• [Request]:
Return the line containing "Is there any red ribbon bow" and all lines after it exactly; stop at the end of the material.

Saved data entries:
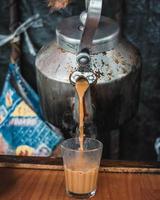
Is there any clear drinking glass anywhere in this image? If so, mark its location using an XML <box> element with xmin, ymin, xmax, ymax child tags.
<box><xmin>61</xmin><ymin>138</ymin><xmax>103</xmax><ymax>199</ymax></box>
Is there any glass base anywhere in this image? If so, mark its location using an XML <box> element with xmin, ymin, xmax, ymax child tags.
<box><xmin>66</xmin><ymin>190</ymin><xmax>96</xmax><ymax>199</ymax></box>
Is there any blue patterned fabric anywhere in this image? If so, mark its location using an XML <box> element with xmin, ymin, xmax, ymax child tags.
<box><xmin>0</xmin><ymin>65</ymin><xmax>63</xmax><ymax>156</ymax></box>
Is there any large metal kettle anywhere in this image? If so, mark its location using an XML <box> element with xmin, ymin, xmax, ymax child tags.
<box><xmin>36</xmin><ymin>0</ymin><xmax>141</xmax><ymax>148</ymax></box>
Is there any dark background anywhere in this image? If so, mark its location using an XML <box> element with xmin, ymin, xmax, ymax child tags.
<box><xmin>0</xmin><ymin>0</ymin><xmax>160</xmax><ymax>161</ymax></box>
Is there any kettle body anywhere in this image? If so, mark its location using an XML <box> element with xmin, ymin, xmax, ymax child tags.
<box><xmin>36</xmin><ymin>17</ymin><xmax>141</xmax><ymax>137</ymax></box>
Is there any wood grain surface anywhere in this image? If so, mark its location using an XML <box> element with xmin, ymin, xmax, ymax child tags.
<box><xmin>0</xmin><ymin>168</ymin><xmax>160</xmax><ymax>200</ymax></box>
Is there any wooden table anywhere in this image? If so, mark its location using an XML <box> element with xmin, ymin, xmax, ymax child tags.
<box><xmin>0</xmin><ymin>158</ymin><xmax>160</xmax><ymax>200</ymax></box>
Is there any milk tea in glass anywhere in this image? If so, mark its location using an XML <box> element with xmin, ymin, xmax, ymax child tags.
<box><xmin>61</xmin><ymin>138</ymin><xmax>103</xmax><ymax>199</ymax></box>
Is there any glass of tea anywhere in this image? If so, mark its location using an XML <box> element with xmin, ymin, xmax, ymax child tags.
<box><xmin>61</xmin><ymin>138</ymin><xmax>103</xmax><ymax>199</ymax></box>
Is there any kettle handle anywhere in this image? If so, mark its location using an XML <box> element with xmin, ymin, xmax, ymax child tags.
<box><xmin>79</xmin><ymin>0</ymin><xmax>103</xmax><ymax>53</ymax></box>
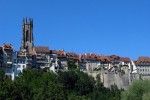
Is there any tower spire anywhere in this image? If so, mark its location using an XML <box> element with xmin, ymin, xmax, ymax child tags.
<box><xmin>21</xmin><ymin>17</ymin><xmax>34</xmax><ymax>50</ymax></box>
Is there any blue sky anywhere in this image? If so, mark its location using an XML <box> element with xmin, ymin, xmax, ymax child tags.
<box><xmin>0</xmin><ymin>0</ymin><xmax>150</xmax><ymax>59</ymax></box>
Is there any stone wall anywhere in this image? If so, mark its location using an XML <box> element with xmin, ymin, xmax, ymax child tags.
<box><xmin>90</xmin><ymin>72</ymin><xmax>139</xmax><ymax>90</ymax></box>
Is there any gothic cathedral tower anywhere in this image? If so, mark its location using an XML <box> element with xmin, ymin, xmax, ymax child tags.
<box><xmin>21</xmin><ymin>18</ymin><xmax>34</xmax><ymax>51</ymax></box>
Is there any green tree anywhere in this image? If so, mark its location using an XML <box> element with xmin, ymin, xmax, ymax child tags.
<box><xmin>121</xmin><ymin>80</ymin><xmax>150</xmax><ymax>100</ymax></box>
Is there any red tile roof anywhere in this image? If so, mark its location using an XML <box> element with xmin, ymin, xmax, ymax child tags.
<box><xmin>3</xmin><ymin>43</ymin><xmax>13</xmax><ymax>49</ymax></box>
<box><xmin>51</xmin><ymin>50</ymin><xmax>66</xmax><ymax>58</ymax></box>
<box><xmin>34</xmin><ymin>46</ymin><xmax>50</xmax><ymax>53</ymax></box>
<box><xmin>66</xmin><ymin>52</ymin><xmax>79</xmax><ymax>59</ymax></box>
<box><xmin>119</xmin><ymin>57</ymin><xmax>131</xmax><ymax>62</ymax></box>
<box><xmin>81</xmin><ymin>53</ymin><xmax>99</xmax><ymax>60</ymax></box>
<box><xmin>135</xmin><ymin>56</ymin><xmax>150</xmax><ymax>64</ymax></box>
<box><xmin>29</xmin><ymin>50</ymin><xmax>36</xmax><ymax>55</ymax></box>
<box><xmin>99</xmin><ymin>55</ymin><xmax>110</xmax><ymax>62</ymax></box>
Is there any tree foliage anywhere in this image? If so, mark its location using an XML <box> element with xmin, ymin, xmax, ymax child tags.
<box><xmin>0</xmin><ymin>69</ymin><xmax>122</xmax><ymax>100</ymax></box>
<box><xmin>121</xmin><ymin>80</ymin><xmax>150</xmax><ymax>100</ymax></box>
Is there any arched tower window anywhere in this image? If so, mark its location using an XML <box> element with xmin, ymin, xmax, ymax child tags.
<box><xmin>26</xmin><ymin>30</ymin><xmax>29</xmax><ymax>42</ymax></box>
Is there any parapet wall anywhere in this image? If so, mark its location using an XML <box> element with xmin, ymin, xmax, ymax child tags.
<box><xmin>90</xmin><ymin>72</ymin><xmax>139</xmax><ymax>90</ymax></box>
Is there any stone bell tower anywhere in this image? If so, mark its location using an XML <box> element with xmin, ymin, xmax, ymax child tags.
<box><xmin>21</xmin><ymin>18</ymin><xmax>34</xmax><ymax>51</ymax></box>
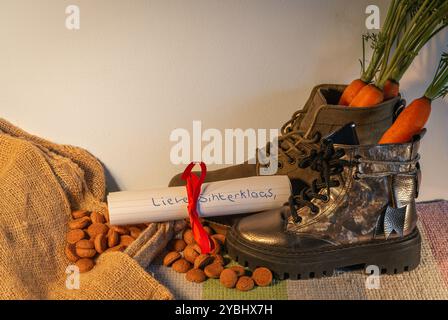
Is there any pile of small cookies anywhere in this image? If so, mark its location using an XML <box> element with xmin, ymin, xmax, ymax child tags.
<box><xmin>163</xmin><ymin>226</ymin><xmax>272</xmax><ymax>291</ymax></box>
<box><xmin>65</xmin><ymin>210</ymin><xmax>147</xmax><ymax>273</ymax></box>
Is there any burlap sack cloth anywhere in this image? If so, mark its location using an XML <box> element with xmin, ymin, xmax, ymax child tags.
<box><xmin>0</xmin><ymin>118</ymin><xmax>173</xmax><ymax>299</ymax></box>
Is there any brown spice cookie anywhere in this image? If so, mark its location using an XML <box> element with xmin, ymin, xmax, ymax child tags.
<box><xmin>236</xmin><ymin>276</ymin><xmax>254</xmax><ymax>291</ymax></box>
<box><xmin>230</xmin><ymin>266</ymin><xmax>246</xmax><ymax>277</ymax></box>
<box><xmin>172</xmin><ymin>259</ymin><xmax>191</xmax><ymax>273</ymax></box>
<box><xmin>90</xmin><ymin>211</ymin><xmax>106</xmax><ymax>223</ymax></box>
<box><xmin>68</xmin><ymin>216</ymin><xmax>91</xmax><ymax>230</ymax></box>
<box><xmin>104</xmin><ymin>244</ymin><xmax>126</xmax><ymax>252</ymax></box>
<box><xmin>76</xmin><ymin>258</ymin><xmax>95</xmax><ymax>273</ymax></box>
<box><xmin>93</xmin><ymin>233</ymin><xmax>107</xmax><ymax>253</ymax></box>
<box><xmin>219</xmin><ymin>269</ymin><xmax>238</xmax><ymax>288</ymax></box>
<box><xmin>194</xmin><ymin>254</ymin><xmax>214</xmax><ymax>269</ymax></box>
<box><xmin>212</xmin><ymin>254</ymin><xmax>226</xmax><ymax>266</ymax></box>
<box><xmin>184</xmin><ymin>244</ymin><xmax>200</xmax><ymax>263</ymax></box>
<box><xmin>163</xmin><ymin>251</ymin><xmax>182</xmax><ymax>267</ymax></box>
<box><xmin>204</xmin><ymin>263</ymin><xmax>224</xmax><ymax>279</ymax></box>
<box><xmin>76</xmin><ymin>240</ymin><xmax>96</xmax><ymax>258</ymax></box>
<box><xmin>87</xmin><ymin>222</ymin><xmax>109</xmax><ymax>239</ymax></box>
<box><xmin>65</xmin><ymin>243</ymin><xmax>79</xmax><ymax>262</ymax></box>
<box><xmin>185</xmin><ymin>269</ymin><xmax>207</xmax><ymax>283</ymax></box>
<box><xmin>252</xmin><ymin>267</ymin><xmax>272</xmax><ymax>287</ymax></box>
<box><xmin>66</xmin><ymin>229</ymin><xmax>86</xmax><ymax>244</ymax></box>
<box><xmin>107</xmin><ymin>229</ymin><xmax>120</xmax><ymax>248</ymax></box>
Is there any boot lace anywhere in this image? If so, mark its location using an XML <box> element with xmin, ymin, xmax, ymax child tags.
<box><xmin>260</xmin><ymin>110</ymin><xmax>321</xmax><ymax>167</ymax></box>
<box><xmin>289</xmin><ymin>140</ymin><xmax>349</xmax><ymax>223</ymax></box>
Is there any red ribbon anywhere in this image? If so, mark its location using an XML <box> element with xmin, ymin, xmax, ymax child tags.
<box><xmin>182</xmin><ymin>162</ymin><xmax>214</xmax><ymax>254</ymax></box>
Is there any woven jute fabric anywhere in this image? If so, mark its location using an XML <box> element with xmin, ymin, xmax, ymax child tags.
<box><xmin>0</xmin><ymin>118</ymin><xmax>173</xmax><ymax>299</ymax></box>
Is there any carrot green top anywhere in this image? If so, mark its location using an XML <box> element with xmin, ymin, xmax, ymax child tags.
<box><xmin>425</xmin><ymin>53</ymin><xmax>448</xmax><ymax>100</ymax></box>
<box><xmin>377</xmin><ymin>0</ymin><xmax>448</xmax><ymax>88</ymax></box>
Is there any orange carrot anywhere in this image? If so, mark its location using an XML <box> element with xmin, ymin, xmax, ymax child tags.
<box><xmin>384</xmin><ymin>79</ymin><xmax>400</xmax><ymax>101</ymax></box>
<box><xmin>339</xmin><ymin>79</ymin><xmax>367</xmax><ymax>106</ymax></box>
<box><xmin>350</xmin><ymin>84</ymin><xmax>384</xmax><ymax>107</ymax></box>
<box><xmin>379</xmin><ymin>53</ymin><xmax>448</xmax><ymax>144</ymax></box>
<box><xmin>339</xmin><ymin>0</ymin><xmax>421</xmax><ymax>106</ymax></box>
<box><xmin>379</xmin><ymin>97</ymin><xmax>431</xmax><ymax>144</ymax></box>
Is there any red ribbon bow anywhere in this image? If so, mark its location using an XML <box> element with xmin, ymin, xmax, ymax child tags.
<box><xmin>182</xmin><ymin>162</ymin><xmax>214</xmax><ymax>254</ymax></box>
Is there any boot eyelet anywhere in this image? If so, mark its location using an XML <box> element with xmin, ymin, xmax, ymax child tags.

• [Result of this exercise]:
Is there any red ribbon bow anywhere in this image? If so, mark its location using an XML <box> element with xmin, ymin, xmax, ymax child tags.
<box><xmin>182</xmin><ymin>162</ymin><xmax>214</xmax><ymax>254</ymax></box>
Is there any boot eyelet anywhere in this image? If so, mark its location using an XML <box> element with xmin, ymin, xmax, ymax child tags.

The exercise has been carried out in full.